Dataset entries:
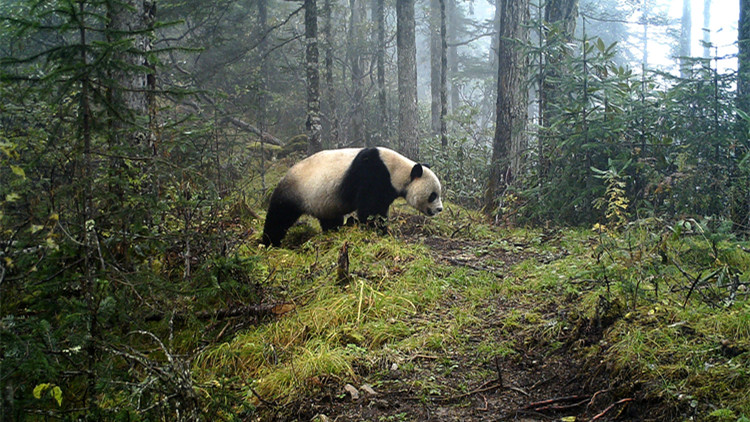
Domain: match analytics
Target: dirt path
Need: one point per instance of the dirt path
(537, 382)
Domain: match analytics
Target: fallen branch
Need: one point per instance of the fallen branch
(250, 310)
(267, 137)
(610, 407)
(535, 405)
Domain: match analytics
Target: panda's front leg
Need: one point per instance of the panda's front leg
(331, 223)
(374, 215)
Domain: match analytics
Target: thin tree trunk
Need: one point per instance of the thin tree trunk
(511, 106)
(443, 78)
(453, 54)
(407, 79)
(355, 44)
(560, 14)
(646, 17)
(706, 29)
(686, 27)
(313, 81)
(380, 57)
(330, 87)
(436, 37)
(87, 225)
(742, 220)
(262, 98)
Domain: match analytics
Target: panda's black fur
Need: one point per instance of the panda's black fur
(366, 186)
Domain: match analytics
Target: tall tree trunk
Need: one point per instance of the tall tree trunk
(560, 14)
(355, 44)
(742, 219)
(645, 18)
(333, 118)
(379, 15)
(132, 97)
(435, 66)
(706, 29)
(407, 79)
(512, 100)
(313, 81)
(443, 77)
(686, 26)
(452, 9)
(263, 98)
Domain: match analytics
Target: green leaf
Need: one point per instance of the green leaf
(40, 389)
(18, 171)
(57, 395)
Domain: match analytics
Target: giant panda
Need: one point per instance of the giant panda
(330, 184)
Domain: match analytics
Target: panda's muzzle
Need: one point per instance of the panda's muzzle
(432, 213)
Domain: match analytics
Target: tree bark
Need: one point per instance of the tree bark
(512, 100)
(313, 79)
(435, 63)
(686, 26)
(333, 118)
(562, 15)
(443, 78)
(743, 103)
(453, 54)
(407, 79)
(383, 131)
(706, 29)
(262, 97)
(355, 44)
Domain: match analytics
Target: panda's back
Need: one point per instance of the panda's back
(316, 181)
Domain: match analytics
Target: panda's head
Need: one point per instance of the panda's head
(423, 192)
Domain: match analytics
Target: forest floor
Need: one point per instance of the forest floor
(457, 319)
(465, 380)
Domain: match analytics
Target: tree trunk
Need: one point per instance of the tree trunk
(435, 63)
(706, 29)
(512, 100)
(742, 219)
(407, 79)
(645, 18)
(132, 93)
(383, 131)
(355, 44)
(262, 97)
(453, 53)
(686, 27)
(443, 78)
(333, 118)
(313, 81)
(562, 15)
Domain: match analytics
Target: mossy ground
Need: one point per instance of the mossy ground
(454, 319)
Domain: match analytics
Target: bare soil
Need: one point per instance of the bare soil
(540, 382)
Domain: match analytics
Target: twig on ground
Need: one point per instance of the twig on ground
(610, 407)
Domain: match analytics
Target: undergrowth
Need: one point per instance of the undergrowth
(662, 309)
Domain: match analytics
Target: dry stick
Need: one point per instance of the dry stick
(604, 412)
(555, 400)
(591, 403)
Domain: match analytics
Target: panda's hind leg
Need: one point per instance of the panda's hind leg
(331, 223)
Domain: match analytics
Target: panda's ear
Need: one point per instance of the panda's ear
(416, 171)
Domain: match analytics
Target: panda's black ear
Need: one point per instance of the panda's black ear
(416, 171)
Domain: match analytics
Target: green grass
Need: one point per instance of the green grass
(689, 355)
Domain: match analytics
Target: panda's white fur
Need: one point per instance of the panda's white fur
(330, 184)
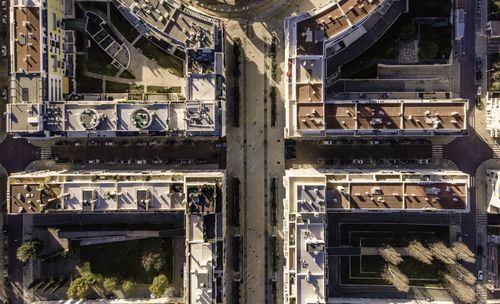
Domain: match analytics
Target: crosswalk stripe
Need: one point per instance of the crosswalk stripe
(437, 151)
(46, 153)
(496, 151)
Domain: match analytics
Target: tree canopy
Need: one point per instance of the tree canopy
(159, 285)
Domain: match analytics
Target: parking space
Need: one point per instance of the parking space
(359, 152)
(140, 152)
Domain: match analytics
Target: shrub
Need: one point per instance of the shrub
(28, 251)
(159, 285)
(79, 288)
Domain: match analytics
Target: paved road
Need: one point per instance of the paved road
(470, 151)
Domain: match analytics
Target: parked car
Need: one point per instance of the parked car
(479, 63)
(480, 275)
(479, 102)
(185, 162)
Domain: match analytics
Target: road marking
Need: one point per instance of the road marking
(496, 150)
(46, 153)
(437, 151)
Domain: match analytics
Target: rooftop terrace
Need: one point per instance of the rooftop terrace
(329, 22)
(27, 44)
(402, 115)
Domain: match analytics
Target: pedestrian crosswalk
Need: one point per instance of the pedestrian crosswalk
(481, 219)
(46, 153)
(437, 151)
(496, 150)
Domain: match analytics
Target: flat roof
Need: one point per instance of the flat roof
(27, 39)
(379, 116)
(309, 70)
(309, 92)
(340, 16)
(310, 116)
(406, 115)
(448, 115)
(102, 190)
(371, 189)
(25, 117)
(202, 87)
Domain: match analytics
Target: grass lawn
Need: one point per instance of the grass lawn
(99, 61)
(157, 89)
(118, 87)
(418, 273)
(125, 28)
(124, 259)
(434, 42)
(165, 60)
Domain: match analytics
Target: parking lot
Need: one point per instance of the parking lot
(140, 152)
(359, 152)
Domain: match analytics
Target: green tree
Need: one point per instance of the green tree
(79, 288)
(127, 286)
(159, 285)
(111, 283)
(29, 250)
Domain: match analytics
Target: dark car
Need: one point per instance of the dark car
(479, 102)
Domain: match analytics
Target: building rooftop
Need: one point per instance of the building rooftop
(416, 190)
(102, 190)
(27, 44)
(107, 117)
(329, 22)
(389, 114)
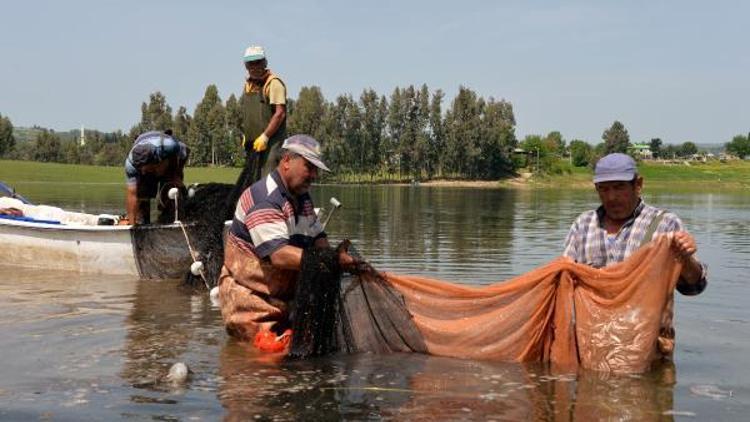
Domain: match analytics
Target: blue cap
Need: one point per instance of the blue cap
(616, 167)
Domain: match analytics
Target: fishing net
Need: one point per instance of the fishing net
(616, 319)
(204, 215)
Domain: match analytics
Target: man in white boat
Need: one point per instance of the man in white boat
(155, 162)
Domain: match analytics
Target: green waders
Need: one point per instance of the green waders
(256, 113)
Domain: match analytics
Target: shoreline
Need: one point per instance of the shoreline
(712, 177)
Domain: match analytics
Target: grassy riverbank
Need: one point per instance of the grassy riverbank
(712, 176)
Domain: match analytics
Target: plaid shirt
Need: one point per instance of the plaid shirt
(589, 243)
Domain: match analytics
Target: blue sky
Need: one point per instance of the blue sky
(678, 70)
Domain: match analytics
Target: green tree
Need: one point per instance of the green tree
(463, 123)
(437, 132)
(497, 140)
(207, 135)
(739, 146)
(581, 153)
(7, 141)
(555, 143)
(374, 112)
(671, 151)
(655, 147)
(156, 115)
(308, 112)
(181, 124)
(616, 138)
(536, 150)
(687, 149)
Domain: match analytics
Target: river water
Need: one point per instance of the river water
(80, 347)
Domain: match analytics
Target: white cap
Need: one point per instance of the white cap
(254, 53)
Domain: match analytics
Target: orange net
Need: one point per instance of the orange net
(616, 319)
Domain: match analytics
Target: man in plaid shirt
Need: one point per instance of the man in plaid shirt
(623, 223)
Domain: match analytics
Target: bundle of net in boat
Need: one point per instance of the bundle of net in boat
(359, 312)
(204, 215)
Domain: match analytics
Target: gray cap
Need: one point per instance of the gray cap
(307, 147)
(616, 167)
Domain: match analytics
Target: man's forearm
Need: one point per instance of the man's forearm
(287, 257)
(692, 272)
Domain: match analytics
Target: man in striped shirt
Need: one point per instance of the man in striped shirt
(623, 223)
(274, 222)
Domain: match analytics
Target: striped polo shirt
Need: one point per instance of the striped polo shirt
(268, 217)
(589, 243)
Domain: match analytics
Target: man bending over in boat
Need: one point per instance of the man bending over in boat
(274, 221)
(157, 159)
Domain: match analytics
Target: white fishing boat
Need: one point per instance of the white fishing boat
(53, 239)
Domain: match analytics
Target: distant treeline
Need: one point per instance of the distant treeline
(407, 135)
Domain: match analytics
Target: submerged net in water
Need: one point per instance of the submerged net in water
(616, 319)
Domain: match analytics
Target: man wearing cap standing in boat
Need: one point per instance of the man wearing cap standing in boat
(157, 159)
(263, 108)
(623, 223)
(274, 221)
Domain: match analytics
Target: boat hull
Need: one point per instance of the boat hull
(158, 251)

== Work request ==
Return only the part of the records above that opens with the line containing "Need: one point per instance of the plaid" and closes with the line containing "Target: white fishing boat", ends included.

== Reply ==
Need: one point per instance of the plaid shirt
(589, 243)
Domain: match analytics
Target: blue sky
Need: one point per instance of the blue sky
(678, 70)
Domain: match analytics
Target: green tree
Need: one point per instance of the green tree
(463, 123)
(437, 132)
(497, 140)
(207, 135)
(739, 146)
(581, 153)
(7, 141)
(555, 143)
(374, 112)
(671, 151)
(655, 147)
(156, 115)
(308, 112)
(181, 124)
(616, 138)
(536, 150)
(687, 149)
Domain: match analytics
Target: river water
Need: one point per instance of the river water
(80, 347)
Domain: match analytics
Target: white cap
Need: one point per instance of the white cap
(254, 53)
Domain: match analytics
Target: orange net
Need: one point per instance of the orange net
(616, 319)
Domain: match analytics
Target: man in plaid shirt
Need: one point per instance of the man in plaid shirt
(623, 223)
Domain: match analytics
Target: bundle of net in boat
Need: one point per instance of the bundle of net in boat
(359, 312)
(204, 215)
Domain: match analytics
Target: gray cap
Need: one point per instance of the gray cap
(307, 147)
(616, 167)
Domain: match analytics
Target: man's forearm
Need: one point per instance of the man's forearm
(287, 257)
(692, 272)
Domain: match analytics
Target: man in striped shirt
Need: one point per instance of the man in striped shirt
(623, 223)
(274, 222)
Domain: match analytics
Target: striped polo shirt
Need: one point per instance of the striped polo shirt
(268, 217)
(589, 243)
Domain: match analytics
Target: man bending over in boat
Need: one point per instance of the man bending over in boat
(274, 221)
(157, 159)
Domain: match analytics
Target: white fishing boat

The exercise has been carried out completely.